═══ Extract provided ═══

From: James Robinson <jamesr@google.com>
Date: Wed, 20 Mar 2013 15:23:35 -0700
Message-ID: <CAD73md+aOCBoEDkPRnaJmfKYMP0YNcebKEhHsc3u__MWgPNeHg@mail.gmail.com>
To: Rik Cabanier <cabanier@gmail.com>
Cc: Benoit Jacob <jacob.benoit.1@gmail.com>, Dirk Schulze <dschulze@adobe.com>, "public-fx@w3.org" <public-fx@w3.org>
On Wed, Mar 20, 2013 at 2:52 PM, Rik Cabanier <cabanier@gmail.com> wrote:

>
>
> On Wed, Mar 20, 2013 at 12:10 PM, Benoit Jacob <jacob.benoit.1@gmail.com>wrote:
>
>>
>>
>> 2013/3/20 Rik Cabanier <cabanier@gmail.com>
>>
>>>
>>>
>>> On Wed, Mar 20, 2013 at 7:29 AM, Benoit Jacob <jacob.benoit.1@gmail.com>wrote:
>>>
>>>>
>>>>
>>>> 2013/3/20 Dirk Schulze <dschulze@adobe.com>
>>>>
>>>>> It is easier to answer to the answers entirely, even if we can discuss
>>>>> details in separate threats later.
>>>>>
>>>>> The specification describes a unified way to exchange matrices across
>>>>> other specifications. This is a very reasonable approach for me.
>>>>
>>>>
>>>> It's reasonable to exchange matrices across APIs but we don't need a
>>>> Matrix class for that, we can exchange raw arrays (say Typed Arrays) as is
>>>> done in WebGL. We'd just need to agree once and for all on a storage order
>>>> (say column-major as in WebGL).
>>>>
>>>> If we do add a Matrix interface for the purpose of exchanging data,
>>>> then at least it does not need to offer any computational features.

═══

> **Job**
Please reproduce the email above about exchanging matrices between specifications in full, with nothing changed.

═══ Data provided ═══

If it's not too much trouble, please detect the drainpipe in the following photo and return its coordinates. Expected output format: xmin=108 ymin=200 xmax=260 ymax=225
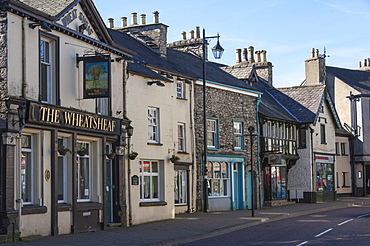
xmin=308 ymin=126 xmax=315 ymax=203
xmin=256 ymin=95 xmax=262 ymax=209
xmin=22 ymin=17 xmax=27 ymax=98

═══

> **Completed task**
From: James Robinson <jamesr@google.com>
Date: Wed, 20 Mar 2013 15:23:35 -0700
Message-ID: <CAD73md+aOCBoEDkPRnaJmfKYMP0YNcebKEhHsc3u__MWgPNeHg@mail.gmail.com>
To: Rik Cabanier <cabanier@gmail.com>
Cc: Benoit Jacob <jacob.benoit.1@gmail.com>, Dirk Schulze <dschulze@adobe.com>, "public-fx@w3.org" <public-fx@w3.org>
On Wed, Mar 20, 2013 at 2:52 PM, Rik Cabanier <cabanier@gmail.com> wrote:

>
>
> On Wed, Mar 20, 2013 at 12:10 PM, Benoit Jacob <jacob.benoit.1@gmail.com>wrote:
>
>>
>>
>> 2013/3/20 Rik Cabanier <cabanier@gmail.com>
>>
>>>
>>>
>>> On Wed, Mar 20, 2013 at 7:29 AM, Benoit Jacob <jacob.benoit.1@gmail.com>wrote:
>>>
>>>>
>>>>
>>>> 2013/3/20 Dirk Schulze <dschulze@adobe.com>
>>>>
>>>>> It is easier to answer to the answers entirely, even if we can discuss
>>>>> details in separate threats later.
>>>>>
>>>>> The specification describes a unified way to exchange matrices across
>>>>> other specifications. This is a very reasonable approach for me.
>>>>
>>>>
>>>> It's reasonable to exchange matrices across APIs but we don't need a
>>>> Matrix class for that, we can exchange raw arrays (say Typed Arrays) as is
>>>> done in WebGL. We'd just need to agree once and for all on a storage order
>>>> (say column-major as in WebGL).
>>>>
>>>> If we do add a Matrix interface for the purpose of exchanging data,
>>>> then at least it does not need to offer any computational features.